Go through the entries starting with the line that contains "Mark the black" and continuing through the line that contains "pixel 50 92", and swap every "marker" for "dot". Give back only those lines, with nothing else changed.

• • • • •

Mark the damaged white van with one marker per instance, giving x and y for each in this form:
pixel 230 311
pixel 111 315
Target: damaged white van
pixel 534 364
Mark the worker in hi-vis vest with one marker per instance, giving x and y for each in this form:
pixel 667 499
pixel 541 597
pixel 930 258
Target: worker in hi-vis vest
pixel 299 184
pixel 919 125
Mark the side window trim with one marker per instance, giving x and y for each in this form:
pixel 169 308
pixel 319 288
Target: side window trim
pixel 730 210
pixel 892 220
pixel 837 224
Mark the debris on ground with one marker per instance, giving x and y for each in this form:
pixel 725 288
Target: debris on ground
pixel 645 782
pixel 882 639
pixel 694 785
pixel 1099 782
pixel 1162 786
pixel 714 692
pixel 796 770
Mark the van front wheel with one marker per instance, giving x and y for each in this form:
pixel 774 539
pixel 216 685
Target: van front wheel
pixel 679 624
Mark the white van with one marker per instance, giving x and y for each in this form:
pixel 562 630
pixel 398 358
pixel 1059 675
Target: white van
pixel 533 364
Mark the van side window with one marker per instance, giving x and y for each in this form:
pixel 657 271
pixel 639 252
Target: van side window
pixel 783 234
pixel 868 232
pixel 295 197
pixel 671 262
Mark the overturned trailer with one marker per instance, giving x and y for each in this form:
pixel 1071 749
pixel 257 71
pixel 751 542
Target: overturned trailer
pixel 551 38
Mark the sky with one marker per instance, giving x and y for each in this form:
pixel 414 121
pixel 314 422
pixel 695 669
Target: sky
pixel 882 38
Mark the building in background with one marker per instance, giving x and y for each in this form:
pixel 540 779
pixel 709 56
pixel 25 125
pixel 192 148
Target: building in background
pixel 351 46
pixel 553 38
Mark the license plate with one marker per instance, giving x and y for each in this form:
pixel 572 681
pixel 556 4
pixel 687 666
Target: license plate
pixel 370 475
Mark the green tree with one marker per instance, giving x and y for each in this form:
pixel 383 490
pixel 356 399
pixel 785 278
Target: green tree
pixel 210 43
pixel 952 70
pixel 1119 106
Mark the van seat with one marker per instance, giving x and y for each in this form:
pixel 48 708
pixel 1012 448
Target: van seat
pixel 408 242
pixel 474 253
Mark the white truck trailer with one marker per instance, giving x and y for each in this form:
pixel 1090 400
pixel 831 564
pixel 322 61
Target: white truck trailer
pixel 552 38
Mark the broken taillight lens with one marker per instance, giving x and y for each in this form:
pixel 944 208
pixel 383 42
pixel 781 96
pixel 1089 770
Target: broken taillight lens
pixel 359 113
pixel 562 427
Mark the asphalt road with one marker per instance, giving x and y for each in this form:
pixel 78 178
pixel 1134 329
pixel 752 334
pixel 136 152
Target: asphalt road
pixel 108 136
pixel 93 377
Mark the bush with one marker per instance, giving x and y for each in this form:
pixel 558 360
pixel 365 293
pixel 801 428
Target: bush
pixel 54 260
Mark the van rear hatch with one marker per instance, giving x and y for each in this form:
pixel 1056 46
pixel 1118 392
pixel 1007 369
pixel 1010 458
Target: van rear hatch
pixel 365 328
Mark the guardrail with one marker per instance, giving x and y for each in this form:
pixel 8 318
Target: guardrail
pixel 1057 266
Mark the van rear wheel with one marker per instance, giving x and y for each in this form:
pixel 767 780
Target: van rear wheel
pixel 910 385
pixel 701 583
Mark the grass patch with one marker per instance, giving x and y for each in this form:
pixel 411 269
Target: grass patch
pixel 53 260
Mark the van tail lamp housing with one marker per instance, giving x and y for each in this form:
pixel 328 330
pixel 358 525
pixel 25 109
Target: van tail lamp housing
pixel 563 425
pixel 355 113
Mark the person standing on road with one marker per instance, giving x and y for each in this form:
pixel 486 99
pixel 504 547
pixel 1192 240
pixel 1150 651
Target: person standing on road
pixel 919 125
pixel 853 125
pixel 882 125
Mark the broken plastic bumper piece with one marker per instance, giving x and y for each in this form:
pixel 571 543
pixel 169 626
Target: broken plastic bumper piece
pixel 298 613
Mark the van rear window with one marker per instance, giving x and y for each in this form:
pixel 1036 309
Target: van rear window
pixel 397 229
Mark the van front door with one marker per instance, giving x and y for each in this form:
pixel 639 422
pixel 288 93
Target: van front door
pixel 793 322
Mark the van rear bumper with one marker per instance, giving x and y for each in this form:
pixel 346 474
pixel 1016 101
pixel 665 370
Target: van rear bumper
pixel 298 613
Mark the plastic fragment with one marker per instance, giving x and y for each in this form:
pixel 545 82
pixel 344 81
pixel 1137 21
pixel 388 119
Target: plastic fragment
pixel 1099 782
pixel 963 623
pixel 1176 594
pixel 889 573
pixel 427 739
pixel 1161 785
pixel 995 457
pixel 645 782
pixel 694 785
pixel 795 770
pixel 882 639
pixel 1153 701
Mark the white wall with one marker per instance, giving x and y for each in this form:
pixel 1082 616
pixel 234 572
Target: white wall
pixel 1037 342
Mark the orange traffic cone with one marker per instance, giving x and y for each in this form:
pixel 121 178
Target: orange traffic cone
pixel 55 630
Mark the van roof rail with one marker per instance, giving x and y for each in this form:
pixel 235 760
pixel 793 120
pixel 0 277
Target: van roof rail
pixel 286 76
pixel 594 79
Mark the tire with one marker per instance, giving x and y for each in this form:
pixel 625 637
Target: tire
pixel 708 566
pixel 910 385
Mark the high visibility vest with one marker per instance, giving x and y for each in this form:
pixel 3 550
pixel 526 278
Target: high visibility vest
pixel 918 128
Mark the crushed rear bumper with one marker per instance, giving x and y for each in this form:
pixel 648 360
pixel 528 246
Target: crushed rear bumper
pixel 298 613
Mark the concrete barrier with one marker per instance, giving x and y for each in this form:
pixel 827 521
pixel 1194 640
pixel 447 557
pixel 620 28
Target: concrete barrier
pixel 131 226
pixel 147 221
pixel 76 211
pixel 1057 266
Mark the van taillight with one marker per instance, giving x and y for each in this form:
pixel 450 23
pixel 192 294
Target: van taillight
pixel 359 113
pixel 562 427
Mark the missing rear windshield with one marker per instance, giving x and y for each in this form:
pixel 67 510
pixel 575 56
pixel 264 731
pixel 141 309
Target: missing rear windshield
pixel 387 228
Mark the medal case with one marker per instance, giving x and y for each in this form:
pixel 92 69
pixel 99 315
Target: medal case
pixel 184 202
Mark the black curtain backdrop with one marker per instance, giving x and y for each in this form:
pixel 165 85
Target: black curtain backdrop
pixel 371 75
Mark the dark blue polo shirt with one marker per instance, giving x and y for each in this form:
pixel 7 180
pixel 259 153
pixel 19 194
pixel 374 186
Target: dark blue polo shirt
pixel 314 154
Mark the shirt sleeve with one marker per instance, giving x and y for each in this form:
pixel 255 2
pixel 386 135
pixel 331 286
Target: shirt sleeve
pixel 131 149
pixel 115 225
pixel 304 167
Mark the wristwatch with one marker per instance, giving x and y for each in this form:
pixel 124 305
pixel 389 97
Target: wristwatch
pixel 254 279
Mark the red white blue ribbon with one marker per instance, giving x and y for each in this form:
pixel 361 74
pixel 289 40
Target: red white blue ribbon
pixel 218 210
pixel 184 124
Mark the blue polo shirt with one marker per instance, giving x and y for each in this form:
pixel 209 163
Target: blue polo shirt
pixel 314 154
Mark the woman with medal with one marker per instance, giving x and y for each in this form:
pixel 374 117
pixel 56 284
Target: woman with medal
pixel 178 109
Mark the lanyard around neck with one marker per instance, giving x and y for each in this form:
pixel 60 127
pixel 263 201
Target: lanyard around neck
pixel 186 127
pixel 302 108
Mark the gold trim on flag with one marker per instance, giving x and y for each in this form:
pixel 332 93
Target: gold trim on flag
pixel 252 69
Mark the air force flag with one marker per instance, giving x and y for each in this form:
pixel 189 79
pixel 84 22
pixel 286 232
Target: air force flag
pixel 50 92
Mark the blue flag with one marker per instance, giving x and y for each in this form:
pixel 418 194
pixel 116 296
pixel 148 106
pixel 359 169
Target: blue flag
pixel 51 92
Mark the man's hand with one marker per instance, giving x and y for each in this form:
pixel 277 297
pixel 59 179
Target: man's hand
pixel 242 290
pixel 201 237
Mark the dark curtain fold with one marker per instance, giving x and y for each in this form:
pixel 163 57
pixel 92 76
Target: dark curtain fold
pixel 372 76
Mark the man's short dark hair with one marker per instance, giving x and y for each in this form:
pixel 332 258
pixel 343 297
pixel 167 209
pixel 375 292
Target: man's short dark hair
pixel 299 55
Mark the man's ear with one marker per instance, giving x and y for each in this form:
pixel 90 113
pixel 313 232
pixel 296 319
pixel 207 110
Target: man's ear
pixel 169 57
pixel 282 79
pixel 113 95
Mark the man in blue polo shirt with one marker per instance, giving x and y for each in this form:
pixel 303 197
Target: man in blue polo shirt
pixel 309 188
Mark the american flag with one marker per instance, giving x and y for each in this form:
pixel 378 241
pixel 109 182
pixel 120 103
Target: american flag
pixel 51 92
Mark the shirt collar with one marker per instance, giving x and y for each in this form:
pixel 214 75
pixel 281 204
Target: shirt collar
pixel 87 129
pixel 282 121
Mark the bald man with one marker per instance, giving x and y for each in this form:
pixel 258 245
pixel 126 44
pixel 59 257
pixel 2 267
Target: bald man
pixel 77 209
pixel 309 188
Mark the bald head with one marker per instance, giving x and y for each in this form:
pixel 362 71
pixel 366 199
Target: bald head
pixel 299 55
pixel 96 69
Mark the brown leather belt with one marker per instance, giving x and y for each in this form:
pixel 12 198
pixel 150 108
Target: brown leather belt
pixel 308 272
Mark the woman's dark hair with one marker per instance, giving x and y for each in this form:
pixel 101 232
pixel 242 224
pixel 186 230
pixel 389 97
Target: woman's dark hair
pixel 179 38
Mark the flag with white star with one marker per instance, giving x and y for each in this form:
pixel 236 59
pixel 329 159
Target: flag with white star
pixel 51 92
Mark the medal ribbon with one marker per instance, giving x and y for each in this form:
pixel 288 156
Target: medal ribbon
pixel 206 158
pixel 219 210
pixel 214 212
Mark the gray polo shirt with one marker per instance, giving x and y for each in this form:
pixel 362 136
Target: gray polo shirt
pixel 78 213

• • • • •

◆ Solution below:
Mark the black curtain backdrop with one dot per instance, giving x and y for each in this form:
pixel 165 85
Target: black curtain backdrop
pixel 371 75
Mark the dark blue polo shirt with one dot per instance, giving x and y for each in this form:
pixel 7 180
pixel 259 153
pixel 19 194
pixel 374 186
Target: dark blue polo shirt
pixel 314 154
Mark the shirt sleeve with one dot per instance, giving x and y for each in this form:
pixel 255 2
pixel 386 135
pixel 331 286
Target: shirt sleeve
pixel 131 149
pixel 115 225
pixel 304 167
Mark the wristwatch with one dot per instance, giving x and y for each in this form:
pixel 124 305
pixel 389 97
Target: wristwatch
pixel 254 279
Mark the red white blue ribbon with one dot per instance, giving x and y for each in this form:
pixel 361 74
pixel 289 40
Target: red white blue ribbon
pixel 218 210
pixel 184 124
Mark the blue polo shirt with one dot per instance, giving x and y for each in this form:
pixel 209 163
Target: blue polo shirt
pixel 314 154
Mark the woman with medal with one dot per instance, giving x and y for each in this form:
pixel 374 117
pixel 56 284
Target: woman with medal
pixel 178 109
Mark the lanyard around neck with one dot per instance, giving x and y for each in this form:
pixel 60 127
pixel 263 201
Target: lanyard around neck
pixel 186 127
pixel 302 108
Mark the gold trim on flag with one dot per instance, giving x and y for each in this form:
pixel 332 93
Target: gold trim on flag
pixel 252 69
Mark the air force flag with one dot per instance, giving x and y for each in this form:
pixel 189 79
pixel 84 22
pixel 286 232
Target: air force flag
pixel 50 92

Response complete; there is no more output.